How many lines in the entries below contain the string "door"? Reply with the number alone.

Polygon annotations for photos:
• • • • •

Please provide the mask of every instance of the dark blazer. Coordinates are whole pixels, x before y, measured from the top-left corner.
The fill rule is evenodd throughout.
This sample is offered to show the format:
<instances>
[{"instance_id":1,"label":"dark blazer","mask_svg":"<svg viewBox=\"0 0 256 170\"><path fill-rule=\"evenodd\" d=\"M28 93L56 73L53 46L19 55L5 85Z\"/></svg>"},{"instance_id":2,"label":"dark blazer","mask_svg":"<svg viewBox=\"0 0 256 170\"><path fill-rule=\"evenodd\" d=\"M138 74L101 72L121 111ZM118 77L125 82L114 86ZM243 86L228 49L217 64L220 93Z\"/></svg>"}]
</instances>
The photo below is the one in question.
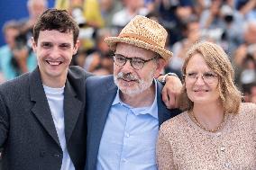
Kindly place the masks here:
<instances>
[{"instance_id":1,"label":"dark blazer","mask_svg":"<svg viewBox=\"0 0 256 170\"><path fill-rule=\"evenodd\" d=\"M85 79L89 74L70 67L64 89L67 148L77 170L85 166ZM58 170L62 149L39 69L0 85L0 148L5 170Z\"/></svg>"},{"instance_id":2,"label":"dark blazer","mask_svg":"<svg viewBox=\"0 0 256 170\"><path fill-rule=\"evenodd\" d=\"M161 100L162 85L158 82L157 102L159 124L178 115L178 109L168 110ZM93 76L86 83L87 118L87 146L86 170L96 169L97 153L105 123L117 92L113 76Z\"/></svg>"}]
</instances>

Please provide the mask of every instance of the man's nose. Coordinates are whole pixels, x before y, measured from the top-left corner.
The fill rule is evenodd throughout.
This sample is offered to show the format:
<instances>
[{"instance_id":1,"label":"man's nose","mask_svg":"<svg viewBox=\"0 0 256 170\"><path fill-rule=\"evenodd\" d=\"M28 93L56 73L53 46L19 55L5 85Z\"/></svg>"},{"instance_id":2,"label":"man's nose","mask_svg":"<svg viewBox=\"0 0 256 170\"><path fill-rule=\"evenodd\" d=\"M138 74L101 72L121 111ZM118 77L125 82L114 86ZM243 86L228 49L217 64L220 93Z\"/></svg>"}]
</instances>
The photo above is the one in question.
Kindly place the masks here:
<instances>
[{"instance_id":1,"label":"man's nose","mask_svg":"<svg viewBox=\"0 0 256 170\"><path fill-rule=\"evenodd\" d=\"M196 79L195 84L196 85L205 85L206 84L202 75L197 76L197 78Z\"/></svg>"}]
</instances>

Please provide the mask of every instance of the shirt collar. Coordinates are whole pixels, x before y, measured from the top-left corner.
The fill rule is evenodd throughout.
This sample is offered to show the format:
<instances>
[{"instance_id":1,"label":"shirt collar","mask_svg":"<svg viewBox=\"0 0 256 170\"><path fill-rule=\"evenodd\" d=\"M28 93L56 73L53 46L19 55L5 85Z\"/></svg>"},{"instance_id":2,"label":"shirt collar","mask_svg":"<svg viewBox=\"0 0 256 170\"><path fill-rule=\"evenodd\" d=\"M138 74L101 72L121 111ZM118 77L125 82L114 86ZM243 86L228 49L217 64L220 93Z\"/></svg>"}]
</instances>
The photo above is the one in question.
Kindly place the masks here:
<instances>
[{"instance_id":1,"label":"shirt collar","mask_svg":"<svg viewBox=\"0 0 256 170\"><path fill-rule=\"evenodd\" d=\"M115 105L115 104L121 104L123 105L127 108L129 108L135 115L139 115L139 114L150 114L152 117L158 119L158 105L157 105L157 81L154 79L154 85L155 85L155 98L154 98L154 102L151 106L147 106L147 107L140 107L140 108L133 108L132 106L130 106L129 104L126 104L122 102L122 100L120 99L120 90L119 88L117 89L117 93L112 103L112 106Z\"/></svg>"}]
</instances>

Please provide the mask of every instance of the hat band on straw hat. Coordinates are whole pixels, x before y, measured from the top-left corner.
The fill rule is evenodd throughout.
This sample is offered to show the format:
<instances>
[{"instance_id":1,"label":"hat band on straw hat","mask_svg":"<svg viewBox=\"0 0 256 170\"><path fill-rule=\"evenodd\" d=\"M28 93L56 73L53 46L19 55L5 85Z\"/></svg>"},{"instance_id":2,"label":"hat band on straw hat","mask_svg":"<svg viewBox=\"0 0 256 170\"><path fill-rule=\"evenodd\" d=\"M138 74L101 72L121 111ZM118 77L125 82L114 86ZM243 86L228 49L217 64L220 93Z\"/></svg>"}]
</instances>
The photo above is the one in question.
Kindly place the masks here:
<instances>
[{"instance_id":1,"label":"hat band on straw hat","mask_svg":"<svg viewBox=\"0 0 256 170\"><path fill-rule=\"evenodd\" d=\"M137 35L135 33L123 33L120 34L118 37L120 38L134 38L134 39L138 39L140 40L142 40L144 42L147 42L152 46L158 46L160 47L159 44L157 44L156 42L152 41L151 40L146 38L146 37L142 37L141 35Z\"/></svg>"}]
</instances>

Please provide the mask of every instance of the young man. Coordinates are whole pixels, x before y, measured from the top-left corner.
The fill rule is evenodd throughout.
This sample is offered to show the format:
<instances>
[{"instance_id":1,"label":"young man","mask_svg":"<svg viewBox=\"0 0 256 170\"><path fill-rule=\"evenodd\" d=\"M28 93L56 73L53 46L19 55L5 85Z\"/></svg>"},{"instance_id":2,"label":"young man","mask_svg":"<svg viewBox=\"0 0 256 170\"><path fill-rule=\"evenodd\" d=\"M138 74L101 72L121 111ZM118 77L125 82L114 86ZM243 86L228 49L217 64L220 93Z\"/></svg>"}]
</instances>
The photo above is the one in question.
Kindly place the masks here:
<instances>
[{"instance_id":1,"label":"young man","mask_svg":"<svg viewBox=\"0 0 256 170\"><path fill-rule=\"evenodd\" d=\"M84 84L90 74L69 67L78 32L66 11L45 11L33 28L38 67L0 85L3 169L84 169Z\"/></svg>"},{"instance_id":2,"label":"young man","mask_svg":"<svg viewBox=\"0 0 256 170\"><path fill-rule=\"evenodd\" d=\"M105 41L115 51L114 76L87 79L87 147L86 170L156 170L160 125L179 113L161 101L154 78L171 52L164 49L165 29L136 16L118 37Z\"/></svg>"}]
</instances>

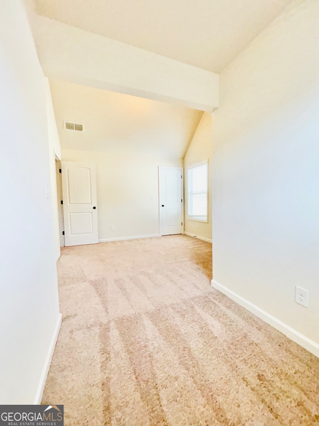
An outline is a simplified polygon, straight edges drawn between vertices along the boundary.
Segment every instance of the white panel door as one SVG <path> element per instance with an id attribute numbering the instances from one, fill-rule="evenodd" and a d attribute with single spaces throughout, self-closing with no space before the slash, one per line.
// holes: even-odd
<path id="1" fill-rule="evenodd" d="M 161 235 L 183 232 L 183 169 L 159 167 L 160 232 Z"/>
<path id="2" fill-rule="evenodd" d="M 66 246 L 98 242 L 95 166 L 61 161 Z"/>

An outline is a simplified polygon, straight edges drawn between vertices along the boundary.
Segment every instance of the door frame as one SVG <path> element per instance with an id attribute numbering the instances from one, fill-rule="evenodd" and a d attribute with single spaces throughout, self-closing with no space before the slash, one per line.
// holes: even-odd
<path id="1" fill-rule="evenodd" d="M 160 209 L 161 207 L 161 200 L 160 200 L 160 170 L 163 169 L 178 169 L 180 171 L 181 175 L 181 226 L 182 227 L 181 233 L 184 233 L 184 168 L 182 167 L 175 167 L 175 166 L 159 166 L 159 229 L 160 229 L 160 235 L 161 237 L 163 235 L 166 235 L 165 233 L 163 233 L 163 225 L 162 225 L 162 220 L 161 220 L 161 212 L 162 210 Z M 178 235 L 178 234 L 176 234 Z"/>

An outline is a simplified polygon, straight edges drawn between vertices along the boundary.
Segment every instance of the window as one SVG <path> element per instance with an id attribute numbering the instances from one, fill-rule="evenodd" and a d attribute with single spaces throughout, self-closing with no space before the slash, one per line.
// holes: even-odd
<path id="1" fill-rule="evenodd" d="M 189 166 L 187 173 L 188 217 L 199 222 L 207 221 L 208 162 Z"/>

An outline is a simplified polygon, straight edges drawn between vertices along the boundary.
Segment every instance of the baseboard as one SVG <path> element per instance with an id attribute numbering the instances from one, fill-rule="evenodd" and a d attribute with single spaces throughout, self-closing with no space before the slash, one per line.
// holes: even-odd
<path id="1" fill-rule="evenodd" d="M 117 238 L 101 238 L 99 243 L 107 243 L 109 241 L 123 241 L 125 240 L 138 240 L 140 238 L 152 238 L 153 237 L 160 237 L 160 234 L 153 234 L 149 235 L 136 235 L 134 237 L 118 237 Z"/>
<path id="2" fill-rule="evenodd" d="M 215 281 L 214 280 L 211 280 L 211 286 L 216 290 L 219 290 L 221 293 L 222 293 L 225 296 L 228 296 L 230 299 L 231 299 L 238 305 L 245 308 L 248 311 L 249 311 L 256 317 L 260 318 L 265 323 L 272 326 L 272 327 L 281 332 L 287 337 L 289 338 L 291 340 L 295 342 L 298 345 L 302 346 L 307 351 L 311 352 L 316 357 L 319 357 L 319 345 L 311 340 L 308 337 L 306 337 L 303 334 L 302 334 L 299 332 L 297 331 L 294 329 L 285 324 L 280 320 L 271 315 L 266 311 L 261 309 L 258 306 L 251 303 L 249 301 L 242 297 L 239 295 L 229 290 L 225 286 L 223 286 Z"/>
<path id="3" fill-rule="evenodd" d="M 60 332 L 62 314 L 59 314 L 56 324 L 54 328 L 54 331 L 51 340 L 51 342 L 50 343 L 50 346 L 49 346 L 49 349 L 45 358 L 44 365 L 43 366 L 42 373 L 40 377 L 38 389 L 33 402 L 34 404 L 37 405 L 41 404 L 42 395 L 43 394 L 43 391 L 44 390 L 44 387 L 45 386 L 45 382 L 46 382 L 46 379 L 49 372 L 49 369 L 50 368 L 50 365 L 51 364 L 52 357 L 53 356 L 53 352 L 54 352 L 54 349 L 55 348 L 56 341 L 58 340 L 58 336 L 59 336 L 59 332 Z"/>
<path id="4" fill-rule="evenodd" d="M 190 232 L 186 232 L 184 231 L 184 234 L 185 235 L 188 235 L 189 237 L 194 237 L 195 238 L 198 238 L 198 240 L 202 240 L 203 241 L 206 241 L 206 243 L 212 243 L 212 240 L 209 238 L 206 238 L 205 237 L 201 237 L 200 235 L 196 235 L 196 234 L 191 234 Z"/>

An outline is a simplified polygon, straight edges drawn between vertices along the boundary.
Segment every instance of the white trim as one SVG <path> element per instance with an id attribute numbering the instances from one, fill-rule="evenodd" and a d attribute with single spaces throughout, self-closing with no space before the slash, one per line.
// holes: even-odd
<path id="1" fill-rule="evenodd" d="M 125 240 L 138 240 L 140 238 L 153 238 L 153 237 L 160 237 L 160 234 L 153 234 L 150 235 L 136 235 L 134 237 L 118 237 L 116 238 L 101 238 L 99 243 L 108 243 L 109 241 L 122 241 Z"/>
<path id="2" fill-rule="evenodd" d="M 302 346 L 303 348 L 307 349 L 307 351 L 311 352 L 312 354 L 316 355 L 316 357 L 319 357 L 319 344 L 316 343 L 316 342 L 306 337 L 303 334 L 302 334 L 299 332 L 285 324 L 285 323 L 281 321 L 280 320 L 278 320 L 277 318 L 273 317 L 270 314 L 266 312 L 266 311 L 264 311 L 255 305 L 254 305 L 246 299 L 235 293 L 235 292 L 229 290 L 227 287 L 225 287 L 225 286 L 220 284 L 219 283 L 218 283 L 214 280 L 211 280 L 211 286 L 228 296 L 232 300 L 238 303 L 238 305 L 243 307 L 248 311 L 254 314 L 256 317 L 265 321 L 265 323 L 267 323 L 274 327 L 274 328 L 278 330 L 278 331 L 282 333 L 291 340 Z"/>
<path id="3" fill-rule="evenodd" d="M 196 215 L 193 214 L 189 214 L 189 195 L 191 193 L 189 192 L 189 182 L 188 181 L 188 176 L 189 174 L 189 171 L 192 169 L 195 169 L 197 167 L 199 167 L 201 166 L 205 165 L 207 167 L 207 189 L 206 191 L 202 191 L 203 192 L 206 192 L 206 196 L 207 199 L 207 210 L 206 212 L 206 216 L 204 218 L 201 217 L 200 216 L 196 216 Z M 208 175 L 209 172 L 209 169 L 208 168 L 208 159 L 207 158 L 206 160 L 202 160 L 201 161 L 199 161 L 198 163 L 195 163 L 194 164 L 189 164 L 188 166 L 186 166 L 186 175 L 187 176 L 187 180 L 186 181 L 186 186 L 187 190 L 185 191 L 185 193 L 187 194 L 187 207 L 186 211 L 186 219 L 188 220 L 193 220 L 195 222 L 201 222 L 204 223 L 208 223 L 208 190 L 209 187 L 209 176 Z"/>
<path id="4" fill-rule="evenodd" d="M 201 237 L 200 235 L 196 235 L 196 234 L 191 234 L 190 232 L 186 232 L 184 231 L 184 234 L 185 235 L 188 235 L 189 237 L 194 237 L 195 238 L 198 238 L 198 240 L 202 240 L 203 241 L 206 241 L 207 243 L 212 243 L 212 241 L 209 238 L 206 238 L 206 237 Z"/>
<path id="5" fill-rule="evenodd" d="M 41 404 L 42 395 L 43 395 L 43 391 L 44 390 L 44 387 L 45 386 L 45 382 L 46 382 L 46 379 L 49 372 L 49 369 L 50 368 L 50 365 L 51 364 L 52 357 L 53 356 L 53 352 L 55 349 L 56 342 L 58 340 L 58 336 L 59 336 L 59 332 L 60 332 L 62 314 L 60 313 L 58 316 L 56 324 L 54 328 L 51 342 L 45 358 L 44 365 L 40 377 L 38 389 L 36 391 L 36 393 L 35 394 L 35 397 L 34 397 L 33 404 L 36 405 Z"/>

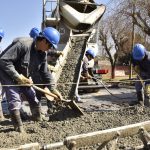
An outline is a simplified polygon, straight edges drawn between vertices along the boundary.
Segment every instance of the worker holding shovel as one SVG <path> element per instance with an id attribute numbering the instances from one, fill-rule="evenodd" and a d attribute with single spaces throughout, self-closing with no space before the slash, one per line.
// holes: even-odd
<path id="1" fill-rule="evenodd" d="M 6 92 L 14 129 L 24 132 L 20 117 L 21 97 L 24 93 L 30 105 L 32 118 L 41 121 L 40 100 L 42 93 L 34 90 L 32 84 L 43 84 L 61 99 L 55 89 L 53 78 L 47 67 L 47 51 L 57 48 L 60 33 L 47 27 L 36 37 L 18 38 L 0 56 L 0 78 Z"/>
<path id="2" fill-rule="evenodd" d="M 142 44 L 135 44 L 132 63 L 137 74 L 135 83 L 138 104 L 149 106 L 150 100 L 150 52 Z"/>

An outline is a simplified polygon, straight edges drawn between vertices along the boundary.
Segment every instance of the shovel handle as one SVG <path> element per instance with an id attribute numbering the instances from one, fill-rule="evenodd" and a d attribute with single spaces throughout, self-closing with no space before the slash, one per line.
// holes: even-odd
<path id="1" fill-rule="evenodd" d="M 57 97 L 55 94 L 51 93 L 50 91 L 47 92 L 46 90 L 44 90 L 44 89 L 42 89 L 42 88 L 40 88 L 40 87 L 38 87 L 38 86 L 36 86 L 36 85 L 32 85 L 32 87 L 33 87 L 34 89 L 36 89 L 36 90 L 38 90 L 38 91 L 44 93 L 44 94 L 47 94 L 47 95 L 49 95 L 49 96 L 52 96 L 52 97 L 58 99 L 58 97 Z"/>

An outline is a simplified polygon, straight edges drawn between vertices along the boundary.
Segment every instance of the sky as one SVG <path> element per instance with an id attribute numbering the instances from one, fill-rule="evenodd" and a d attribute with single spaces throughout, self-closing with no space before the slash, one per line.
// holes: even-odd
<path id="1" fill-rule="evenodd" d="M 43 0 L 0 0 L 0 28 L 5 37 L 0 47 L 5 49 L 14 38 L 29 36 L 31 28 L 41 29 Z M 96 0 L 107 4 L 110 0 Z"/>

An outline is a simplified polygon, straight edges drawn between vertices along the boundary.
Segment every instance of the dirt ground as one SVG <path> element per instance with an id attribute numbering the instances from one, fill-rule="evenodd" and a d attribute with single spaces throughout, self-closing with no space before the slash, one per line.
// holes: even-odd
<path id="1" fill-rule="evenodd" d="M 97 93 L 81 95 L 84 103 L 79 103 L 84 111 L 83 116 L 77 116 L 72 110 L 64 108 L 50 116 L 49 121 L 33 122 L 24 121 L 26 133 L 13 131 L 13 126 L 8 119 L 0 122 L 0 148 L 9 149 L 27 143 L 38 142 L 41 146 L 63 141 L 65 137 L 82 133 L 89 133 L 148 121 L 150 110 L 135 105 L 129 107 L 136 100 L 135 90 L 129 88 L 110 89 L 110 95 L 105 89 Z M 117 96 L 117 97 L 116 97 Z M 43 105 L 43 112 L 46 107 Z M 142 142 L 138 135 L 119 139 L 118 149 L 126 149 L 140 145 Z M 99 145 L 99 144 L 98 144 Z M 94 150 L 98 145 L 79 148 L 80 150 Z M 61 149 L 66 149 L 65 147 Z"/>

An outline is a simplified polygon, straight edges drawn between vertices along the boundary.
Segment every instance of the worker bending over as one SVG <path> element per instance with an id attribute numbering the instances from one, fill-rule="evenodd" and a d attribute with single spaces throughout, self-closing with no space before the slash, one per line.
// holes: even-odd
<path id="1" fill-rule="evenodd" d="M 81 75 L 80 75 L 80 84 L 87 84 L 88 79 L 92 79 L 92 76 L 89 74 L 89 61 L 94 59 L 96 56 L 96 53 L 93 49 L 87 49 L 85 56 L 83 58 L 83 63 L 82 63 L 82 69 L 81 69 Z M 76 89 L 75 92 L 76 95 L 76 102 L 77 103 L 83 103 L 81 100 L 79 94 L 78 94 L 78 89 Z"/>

• • • • •

The response: 2